China and the United States have agreed to hold trade talks “in the coming days” to evaluate the progress of their phase one trade deal six months after it took effect in February, the Chinese commerce ministry said on Thursday.
Ministry spokesman Gao Feng made the comments at a weekly briefing held online, but did not elaborate.
They followed Tuesday’s remarks by White House Chief of Staff Mark Meadows that no new high-level trade talks were scheduled, though both sides were in touch about how the deal is being implemented.
On Tuesday, US President Donald Trump told reporters he had postponed a review of the trade pact that had been scheduled for August 15, in frustration over Beijing’s handling of the coronavirus pandemic.
The deal, reached on January 15 and seen as a major breakthrough after a two-year-long trade dispute between the world’s two largest economies, set ambitious targets for China to sharply boost purchases of US farm and manufactured goods.
But ties quickly soured in the aftermath of the coronavirus pandemic and China’s imposition of a new national security law in Hong Kong.
Both sides traded threats and sanctions on individuals and businesses, such as Chinese video platform TikTok.
Official data also suggests China’s imports of US farm and manufactured goods, energy and services are well behind the pace needed to meet a first-year target increase of $77bn above 2017 purchases.
China’s purchases have, however, increased in recent weeks as its economy recovers from this year’s coronavirus lockdown.

Collected data entries:

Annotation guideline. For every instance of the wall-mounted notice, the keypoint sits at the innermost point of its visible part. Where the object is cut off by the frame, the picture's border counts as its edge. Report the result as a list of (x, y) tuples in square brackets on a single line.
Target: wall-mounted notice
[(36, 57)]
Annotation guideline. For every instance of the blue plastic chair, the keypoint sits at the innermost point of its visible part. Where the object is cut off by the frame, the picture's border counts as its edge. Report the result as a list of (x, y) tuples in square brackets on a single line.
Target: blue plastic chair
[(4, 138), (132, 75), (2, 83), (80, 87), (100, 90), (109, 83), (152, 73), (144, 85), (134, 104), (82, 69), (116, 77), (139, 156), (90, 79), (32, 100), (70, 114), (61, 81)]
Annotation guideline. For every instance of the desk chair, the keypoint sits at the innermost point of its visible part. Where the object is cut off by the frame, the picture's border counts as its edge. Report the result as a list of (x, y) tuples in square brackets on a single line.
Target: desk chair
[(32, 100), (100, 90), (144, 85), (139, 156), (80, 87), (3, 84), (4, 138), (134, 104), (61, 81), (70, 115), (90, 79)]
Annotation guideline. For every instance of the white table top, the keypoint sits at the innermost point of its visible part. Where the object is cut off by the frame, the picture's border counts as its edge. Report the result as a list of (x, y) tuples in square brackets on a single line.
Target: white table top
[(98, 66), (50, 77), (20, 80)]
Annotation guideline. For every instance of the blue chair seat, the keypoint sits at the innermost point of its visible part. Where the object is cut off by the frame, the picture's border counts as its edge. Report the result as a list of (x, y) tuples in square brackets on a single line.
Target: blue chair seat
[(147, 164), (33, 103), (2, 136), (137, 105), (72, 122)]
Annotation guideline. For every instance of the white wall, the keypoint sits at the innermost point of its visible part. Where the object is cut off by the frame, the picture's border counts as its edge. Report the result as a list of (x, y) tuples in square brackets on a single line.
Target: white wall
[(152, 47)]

* [Work to be completed]
Decide whether each statement below agrees with the article on China–US trade talks, answering yes or no and quoting the deciding words from the article.
1. The review of the trade pact had been scheduled for August 15.
2. Mark Meadows said new high-level trade talks were scheduled.
3. China's purchases have fallen in recent weeks.

* [Response to the exercise]
1. Yes: "he had postponed a review of the trade pact that had been scheduled for August 15"
2. No: "no new high-level trade talks were scheduled"
3. No: "China’s purchases have, however, increased in recent weeks"